From the rows below, pull out and copy every line that contains the word "class".

MATERIAL FOR THE TASK:

⟨

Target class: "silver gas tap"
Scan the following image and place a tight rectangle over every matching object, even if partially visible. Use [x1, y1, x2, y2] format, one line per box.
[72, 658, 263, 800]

⟩
⟨

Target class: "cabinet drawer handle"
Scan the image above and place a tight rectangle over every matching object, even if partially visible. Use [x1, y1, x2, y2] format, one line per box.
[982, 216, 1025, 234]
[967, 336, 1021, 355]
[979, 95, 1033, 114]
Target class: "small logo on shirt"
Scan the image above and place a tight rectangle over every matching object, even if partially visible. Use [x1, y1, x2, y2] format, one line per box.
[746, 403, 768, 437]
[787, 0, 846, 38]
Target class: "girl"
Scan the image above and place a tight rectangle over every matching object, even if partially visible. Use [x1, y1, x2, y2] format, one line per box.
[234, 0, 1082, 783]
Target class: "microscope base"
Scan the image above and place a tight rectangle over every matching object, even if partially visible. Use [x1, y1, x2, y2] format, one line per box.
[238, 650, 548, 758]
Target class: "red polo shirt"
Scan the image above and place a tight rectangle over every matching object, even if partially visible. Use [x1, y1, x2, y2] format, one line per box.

⟩
⟨

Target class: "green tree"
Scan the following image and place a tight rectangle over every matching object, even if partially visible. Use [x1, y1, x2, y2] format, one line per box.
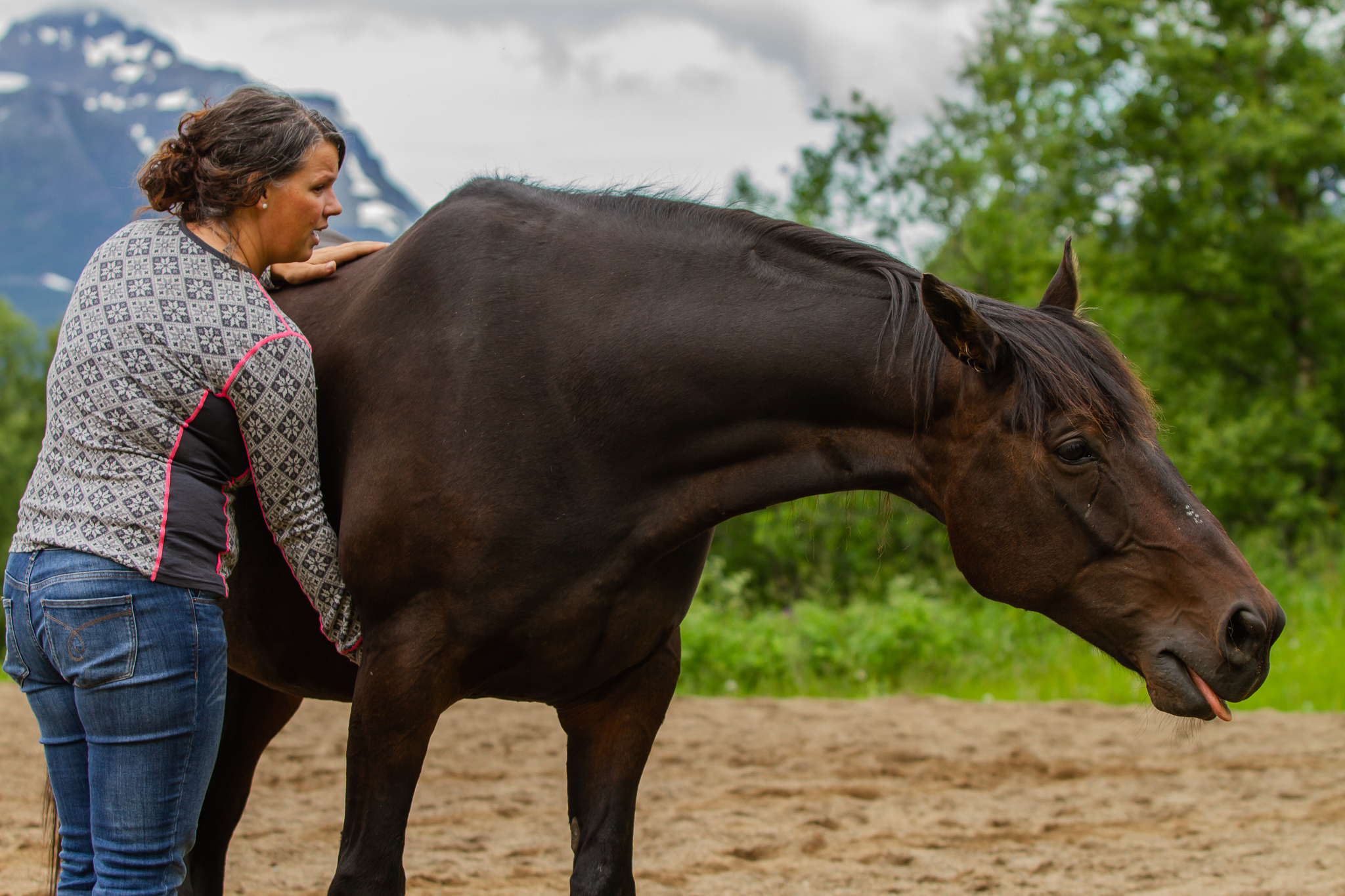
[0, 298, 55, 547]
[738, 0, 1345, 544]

⟩

SOLUTION BELOW:
Target class: "silver gas tap"
Target class: "cabinet drawer handle"
Target class: "small logo on shirt"
Target class: "girl"
Target class: "microscope base"
Target class: "red polo shirt"
Target class: "green tree"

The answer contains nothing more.